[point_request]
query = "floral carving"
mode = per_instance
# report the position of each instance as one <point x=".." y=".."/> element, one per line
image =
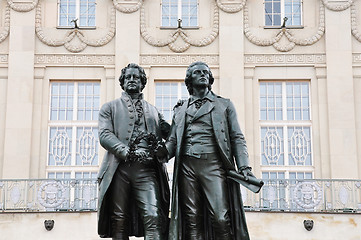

# # # # #

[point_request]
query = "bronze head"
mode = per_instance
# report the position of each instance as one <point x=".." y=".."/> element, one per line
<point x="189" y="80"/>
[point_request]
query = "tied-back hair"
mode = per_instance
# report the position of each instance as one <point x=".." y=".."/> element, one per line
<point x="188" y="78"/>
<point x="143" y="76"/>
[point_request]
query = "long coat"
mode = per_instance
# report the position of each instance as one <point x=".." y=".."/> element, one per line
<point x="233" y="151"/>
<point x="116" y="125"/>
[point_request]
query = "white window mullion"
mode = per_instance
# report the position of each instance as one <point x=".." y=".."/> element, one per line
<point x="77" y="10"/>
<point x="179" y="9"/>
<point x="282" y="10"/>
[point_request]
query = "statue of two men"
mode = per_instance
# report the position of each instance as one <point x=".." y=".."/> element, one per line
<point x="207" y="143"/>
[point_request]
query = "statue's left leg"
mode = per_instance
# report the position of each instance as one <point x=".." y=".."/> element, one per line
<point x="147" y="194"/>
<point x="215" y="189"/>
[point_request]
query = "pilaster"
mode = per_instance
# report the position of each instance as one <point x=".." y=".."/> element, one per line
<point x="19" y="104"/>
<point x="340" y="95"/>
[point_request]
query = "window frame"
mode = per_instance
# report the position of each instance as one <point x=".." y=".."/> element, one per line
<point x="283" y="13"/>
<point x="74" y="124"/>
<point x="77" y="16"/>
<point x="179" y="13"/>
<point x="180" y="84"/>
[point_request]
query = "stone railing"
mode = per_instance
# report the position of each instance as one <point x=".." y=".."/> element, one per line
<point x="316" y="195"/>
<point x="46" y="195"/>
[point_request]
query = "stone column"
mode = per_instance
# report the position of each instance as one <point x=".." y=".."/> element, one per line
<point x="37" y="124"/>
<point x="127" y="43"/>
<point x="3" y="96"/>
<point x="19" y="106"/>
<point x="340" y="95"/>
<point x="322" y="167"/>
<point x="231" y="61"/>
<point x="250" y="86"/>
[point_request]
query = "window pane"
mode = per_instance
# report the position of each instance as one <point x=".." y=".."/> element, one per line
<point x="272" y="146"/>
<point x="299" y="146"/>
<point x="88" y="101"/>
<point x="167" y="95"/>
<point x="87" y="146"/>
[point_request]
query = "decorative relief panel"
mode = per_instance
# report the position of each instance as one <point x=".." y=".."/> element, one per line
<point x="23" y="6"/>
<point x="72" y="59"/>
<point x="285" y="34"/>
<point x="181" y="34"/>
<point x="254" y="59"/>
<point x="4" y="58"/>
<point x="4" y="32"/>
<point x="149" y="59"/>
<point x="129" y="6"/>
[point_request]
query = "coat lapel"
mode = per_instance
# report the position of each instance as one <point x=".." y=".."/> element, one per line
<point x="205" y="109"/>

# # # # #

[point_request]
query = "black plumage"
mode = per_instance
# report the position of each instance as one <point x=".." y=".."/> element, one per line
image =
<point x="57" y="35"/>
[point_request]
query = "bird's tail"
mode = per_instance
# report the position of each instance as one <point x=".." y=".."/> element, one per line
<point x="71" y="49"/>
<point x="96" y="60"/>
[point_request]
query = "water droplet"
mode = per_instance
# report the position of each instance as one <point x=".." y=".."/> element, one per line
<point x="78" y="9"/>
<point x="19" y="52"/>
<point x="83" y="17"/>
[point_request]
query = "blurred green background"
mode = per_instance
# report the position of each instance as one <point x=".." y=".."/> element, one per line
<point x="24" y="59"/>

# # # # #

▶ Task directions: Please copy each line of the records above in which the word "window" can be found.

▶ Task solution:
query = "white window mullion"
query = "window frame"
query = "window pane"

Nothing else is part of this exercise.